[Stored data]
- Opening Delimiter -

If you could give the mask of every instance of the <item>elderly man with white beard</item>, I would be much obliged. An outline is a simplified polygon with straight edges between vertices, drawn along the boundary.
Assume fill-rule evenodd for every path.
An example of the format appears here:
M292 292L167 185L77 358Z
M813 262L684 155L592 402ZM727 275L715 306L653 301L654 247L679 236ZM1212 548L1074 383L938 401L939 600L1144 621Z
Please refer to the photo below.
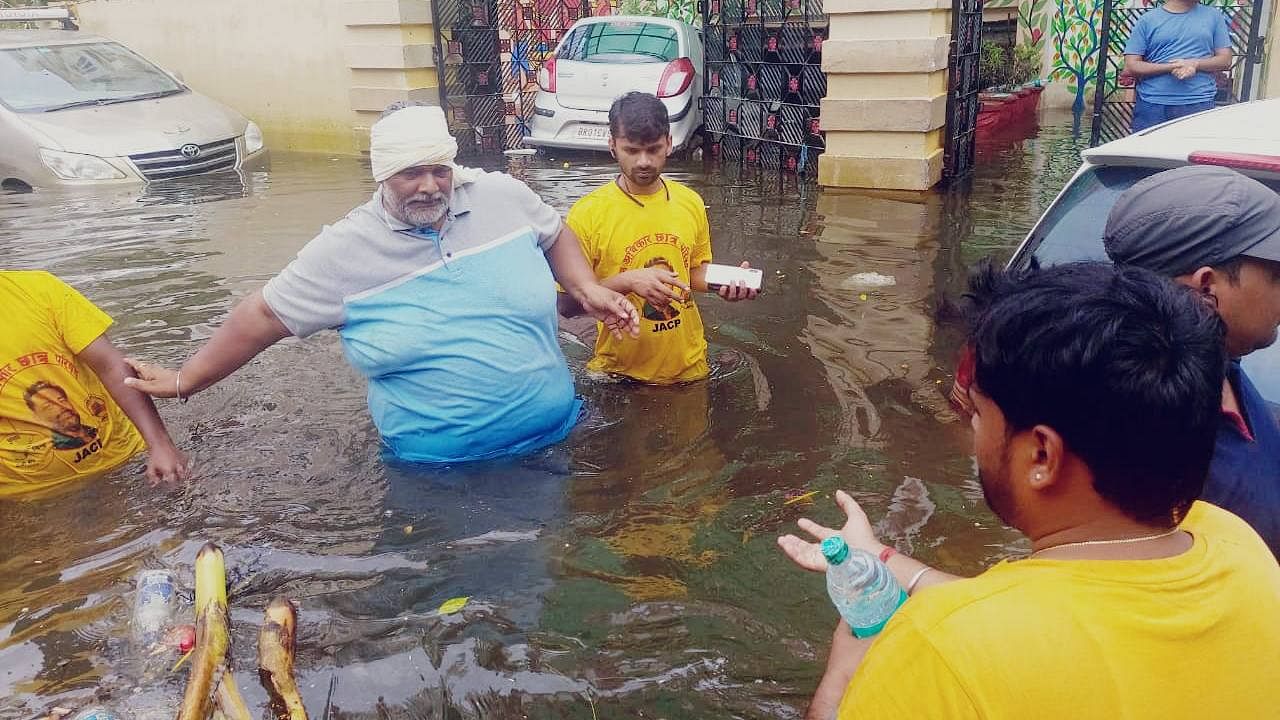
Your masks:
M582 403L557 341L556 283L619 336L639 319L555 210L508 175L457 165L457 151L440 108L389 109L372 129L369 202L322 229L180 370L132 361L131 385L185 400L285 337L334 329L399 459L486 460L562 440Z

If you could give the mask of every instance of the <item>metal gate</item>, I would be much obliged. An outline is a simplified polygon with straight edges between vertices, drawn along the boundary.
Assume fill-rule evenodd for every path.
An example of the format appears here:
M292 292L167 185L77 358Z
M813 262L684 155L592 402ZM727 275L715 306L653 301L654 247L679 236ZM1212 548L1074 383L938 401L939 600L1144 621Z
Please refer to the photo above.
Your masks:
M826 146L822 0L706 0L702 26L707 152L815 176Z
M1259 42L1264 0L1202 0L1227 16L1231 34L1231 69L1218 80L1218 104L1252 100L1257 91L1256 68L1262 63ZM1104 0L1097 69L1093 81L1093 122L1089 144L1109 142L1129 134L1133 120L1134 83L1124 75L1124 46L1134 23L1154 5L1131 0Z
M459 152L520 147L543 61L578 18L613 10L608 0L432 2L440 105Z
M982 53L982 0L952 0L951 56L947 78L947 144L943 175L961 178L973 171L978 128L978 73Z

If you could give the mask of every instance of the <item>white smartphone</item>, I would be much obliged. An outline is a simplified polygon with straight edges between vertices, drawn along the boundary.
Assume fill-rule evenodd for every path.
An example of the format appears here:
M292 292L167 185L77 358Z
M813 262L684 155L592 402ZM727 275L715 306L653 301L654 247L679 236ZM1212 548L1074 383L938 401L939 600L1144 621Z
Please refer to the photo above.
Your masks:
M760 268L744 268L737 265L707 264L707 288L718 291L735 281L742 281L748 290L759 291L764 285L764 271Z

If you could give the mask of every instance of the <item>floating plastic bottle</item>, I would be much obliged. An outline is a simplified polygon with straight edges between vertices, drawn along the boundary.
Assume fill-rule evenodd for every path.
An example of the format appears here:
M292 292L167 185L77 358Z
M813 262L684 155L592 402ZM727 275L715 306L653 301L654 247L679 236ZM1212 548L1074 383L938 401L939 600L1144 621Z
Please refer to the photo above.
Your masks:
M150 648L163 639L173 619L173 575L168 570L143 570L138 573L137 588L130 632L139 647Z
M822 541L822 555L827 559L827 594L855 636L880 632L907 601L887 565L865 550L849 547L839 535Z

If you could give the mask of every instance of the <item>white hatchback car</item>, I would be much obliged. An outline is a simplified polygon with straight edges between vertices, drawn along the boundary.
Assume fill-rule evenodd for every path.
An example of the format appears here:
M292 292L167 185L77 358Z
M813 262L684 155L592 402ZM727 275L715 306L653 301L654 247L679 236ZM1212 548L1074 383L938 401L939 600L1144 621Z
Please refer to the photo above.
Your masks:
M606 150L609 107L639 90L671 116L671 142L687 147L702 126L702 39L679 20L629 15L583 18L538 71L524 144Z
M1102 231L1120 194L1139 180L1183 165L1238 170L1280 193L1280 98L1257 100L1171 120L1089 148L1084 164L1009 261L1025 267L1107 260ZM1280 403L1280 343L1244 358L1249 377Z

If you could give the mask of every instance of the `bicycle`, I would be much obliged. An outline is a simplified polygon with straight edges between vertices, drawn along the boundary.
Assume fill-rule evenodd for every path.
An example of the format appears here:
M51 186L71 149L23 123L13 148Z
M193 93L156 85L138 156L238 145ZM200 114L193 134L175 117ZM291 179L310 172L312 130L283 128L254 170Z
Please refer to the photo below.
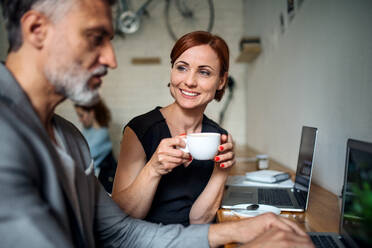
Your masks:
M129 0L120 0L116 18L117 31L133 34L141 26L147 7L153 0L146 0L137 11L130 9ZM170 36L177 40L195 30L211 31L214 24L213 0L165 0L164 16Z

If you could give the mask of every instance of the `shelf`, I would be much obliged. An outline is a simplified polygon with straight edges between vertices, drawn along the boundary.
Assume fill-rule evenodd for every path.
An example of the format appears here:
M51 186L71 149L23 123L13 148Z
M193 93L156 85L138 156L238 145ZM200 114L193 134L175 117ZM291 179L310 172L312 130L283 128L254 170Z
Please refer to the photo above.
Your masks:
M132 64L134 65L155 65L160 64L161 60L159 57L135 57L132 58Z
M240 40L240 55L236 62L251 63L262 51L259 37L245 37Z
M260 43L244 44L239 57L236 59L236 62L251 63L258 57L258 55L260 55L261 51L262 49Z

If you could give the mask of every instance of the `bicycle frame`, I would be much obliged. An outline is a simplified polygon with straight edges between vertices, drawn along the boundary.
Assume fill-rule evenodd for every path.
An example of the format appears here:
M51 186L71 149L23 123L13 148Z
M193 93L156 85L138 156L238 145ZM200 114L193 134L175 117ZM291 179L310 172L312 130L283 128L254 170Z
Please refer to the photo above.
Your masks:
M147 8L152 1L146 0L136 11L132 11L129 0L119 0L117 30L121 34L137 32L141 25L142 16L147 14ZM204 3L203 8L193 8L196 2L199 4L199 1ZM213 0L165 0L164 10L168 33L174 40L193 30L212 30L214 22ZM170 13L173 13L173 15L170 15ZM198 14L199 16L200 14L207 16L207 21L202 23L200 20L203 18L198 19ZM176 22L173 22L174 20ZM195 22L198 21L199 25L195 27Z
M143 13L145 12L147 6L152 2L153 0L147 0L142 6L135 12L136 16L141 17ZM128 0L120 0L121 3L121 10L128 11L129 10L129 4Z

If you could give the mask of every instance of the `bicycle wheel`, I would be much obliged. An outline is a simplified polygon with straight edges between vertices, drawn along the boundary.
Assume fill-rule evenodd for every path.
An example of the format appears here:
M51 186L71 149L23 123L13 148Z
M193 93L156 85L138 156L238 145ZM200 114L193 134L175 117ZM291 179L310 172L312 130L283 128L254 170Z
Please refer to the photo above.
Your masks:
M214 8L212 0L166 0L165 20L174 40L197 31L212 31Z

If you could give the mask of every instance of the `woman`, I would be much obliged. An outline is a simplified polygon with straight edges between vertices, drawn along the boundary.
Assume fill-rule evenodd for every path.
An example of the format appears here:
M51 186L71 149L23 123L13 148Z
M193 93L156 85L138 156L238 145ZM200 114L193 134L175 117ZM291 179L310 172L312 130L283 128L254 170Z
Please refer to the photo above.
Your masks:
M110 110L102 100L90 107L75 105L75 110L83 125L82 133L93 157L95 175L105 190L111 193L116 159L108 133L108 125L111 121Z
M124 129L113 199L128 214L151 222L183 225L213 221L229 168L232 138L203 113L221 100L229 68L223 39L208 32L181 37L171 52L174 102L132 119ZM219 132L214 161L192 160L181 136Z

- Closing Delimiter -
- Opening Delimiter -

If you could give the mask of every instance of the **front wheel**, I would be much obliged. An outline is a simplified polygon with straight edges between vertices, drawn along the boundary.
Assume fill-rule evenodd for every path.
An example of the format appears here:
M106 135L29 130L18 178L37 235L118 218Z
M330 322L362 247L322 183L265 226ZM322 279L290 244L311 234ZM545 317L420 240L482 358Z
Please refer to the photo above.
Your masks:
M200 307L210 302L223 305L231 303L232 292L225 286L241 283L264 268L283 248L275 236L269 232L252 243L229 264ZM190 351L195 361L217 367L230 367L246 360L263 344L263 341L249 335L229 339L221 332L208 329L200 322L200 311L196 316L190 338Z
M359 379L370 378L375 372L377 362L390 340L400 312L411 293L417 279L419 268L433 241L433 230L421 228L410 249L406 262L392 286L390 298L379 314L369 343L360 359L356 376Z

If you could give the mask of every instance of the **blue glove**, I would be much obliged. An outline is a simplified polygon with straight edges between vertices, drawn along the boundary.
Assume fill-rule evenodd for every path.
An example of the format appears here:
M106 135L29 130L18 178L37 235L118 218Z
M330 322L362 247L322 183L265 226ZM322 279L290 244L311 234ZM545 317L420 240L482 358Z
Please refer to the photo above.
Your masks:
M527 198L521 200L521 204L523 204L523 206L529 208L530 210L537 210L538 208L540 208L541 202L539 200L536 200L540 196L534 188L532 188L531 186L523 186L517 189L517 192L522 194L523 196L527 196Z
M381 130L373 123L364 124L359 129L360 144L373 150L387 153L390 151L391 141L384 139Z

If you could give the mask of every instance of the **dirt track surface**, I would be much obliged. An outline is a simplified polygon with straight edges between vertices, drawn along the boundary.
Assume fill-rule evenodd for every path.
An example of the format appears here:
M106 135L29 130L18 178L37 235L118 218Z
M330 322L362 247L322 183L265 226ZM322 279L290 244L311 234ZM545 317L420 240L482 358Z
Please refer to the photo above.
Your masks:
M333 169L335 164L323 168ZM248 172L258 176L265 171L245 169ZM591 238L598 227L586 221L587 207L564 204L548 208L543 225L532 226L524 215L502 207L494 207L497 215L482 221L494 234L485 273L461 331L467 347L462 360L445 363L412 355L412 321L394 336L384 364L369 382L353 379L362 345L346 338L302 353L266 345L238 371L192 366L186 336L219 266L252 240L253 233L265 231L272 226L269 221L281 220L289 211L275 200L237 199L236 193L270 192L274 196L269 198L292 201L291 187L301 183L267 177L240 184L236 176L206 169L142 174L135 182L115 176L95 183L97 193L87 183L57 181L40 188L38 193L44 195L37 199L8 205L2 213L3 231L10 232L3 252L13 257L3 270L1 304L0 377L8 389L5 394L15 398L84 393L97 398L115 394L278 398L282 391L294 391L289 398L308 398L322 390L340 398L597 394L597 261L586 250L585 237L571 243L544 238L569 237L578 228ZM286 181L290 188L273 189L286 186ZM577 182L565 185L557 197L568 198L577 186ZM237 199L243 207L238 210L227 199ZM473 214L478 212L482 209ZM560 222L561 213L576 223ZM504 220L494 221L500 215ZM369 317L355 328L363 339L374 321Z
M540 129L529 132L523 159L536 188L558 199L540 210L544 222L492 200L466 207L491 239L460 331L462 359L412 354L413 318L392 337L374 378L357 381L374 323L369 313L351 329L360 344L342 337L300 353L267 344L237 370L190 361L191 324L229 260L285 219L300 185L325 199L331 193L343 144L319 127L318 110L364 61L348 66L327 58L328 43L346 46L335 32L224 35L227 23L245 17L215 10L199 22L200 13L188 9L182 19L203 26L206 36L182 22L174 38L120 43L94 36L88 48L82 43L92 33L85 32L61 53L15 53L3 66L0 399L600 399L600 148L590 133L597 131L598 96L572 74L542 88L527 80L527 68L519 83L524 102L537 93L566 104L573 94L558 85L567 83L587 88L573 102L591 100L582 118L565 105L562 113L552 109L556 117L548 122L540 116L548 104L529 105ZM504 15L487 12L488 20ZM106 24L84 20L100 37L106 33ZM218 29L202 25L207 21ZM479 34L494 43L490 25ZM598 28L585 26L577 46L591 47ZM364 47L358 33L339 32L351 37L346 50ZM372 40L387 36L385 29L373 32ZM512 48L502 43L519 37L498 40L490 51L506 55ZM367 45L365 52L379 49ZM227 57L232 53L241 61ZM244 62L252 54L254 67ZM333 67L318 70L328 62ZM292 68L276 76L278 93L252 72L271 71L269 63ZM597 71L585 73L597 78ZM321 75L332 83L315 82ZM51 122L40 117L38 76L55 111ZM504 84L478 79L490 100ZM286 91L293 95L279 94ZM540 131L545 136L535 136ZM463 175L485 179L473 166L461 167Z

- Closing Delimiter -

**YOUR GOAL**
Every line in the records above that holds "wheel" counts once; state the total and nothing else.

**ANSWER TO THIS TASK**
2